» Requirement 1: In the report on North Korea's suspected nuclear activity, what did the US spy satellite photograph show?
» Requirement 2: Extend the report on North Korea's suspected nuclear activity, starting after its last sentence.

» Provided text:
● ● ● ● ●
South Korea told its military to increase its vigilance, warning of North Korean provocations, while an official said yesterday that Washington has given the South evidence showing that the North might be reprocessing spent nuclear fuel rods.
Reprocessing the rods would be a key step toward producing nuclear weapons.
The official, who spoke on condition of anonymity, said a US spy satellite photograph showed smoke coming from radiation and chemical laboratories in the North's Yongbyon nuclear complex. However, the official said other telltale signs of nuclear activity, chemical traces or heat signatures, had not been detected.
Meanwhile, after assuring the White House for months that North Korea had not begun producing plutonium for nuclear weapons, US intelligence officials changed their assessment last month, concluding that the country may have produced relatively small amounts, according to senior administration and intelligence officials.
The new assessment was delivered to the White House in mid-April, after President George W. Bush's National Security Adviser Condoleezza Rice ordered a review of the intelligence. A little more than a week later, North Korean officials, meeting with the US in Beijing, boasted that they had already turned 8,000 spent nuclear-fuel rods into weapons-grade material, and strongly hinted they would export it unless they struck a satisfactory deal with the US.
However, US and South Korean officials said they could not verify the claim and suggested North Korea may be bluffing in an attempt to increase its leverage in talks with the US over its suspected nuclear weapons programs.
● ● ● ● ●
[Natural-language object grounding data]

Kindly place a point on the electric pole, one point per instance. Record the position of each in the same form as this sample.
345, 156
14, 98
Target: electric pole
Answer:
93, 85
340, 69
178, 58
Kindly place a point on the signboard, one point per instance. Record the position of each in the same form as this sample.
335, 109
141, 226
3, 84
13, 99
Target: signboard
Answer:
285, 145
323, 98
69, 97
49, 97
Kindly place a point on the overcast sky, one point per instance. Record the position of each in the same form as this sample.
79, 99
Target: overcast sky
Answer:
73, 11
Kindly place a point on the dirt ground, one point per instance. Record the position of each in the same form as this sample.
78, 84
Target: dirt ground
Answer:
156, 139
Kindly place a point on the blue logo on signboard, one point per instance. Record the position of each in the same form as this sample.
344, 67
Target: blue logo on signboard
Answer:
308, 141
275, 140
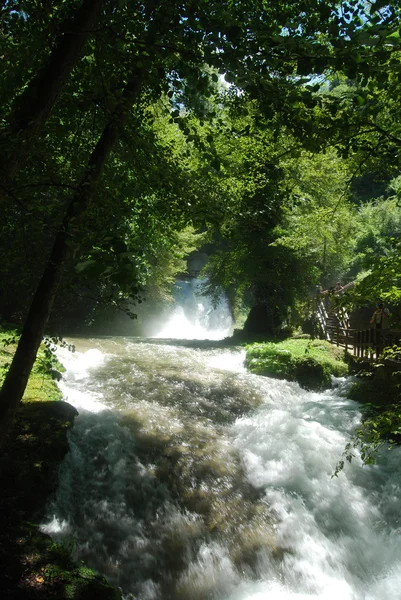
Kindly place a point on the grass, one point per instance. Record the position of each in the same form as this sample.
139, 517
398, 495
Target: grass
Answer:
310, 362
33, 566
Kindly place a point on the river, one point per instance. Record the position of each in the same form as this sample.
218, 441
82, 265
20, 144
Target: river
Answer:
190, 479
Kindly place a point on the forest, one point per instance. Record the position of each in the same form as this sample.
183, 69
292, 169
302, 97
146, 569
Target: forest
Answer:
134, 133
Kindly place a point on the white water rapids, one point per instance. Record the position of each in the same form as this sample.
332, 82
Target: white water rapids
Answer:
190, 479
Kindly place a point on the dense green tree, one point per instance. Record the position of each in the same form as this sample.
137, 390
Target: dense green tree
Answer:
269, 52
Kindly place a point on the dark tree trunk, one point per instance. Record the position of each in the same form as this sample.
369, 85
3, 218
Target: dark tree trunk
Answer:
17, 377
33, 107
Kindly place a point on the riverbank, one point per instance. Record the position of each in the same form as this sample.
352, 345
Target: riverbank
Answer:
33, 566
309, 362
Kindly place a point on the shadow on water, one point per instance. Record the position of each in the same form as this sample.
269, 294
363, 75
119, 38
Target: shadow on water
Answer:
140, 505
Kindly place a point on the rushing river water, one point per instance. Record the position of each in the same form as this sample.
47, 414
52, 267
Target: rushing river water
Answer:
190, 479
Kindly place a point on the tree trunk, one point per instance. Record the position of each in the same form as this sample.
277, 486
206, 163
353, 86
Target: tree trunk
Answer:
260, 320
17, 377
33, 107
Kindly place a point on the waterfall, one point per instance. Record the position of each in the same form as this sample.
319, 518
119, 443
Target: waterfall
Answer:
194, 317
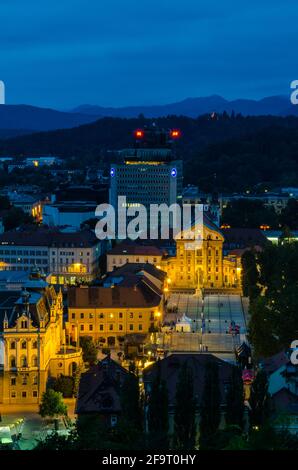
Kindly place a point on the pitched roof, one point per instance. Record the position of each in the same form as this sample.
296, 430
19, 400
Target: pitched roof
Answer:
● ● ● ● ●
» Written reply 1: It showed smoke coming from radiation and chemical laboratories in the North's Yongbyon nuclear complex.

» Written reply 2:
The history of intelligence gathering in North Korea features numerous major mistakes, both failures to detect major nuclear projects before they turned into major programs and alarms about developments that, on further inspection, proved unthreatening.
The changed assessment reflects the inexact nature of intelligence about North Korea, as well as continuing questions about its true capabilities. But the possibility that the North is already reprocessing nuclear material -- and thus could soon begin producing weapons beyond the two the CIA believes it manufactured more than a decade ago -- is bound to change the tenor of Bush's meetings in the next two weeks with the leaders of South Korea and Japan.
South Korean President Roh Moo-hyun travels to the US on Sunday to meet Bush. The two leaders will discuss a response to a North Korean proposal, floated during the Beijing talks, to end the nuclear dispute.
Though the proposal has not been made public, it is believed that North Korea offered to end its nuclear activities in exchange for economic aid and a security guarantee from Washington.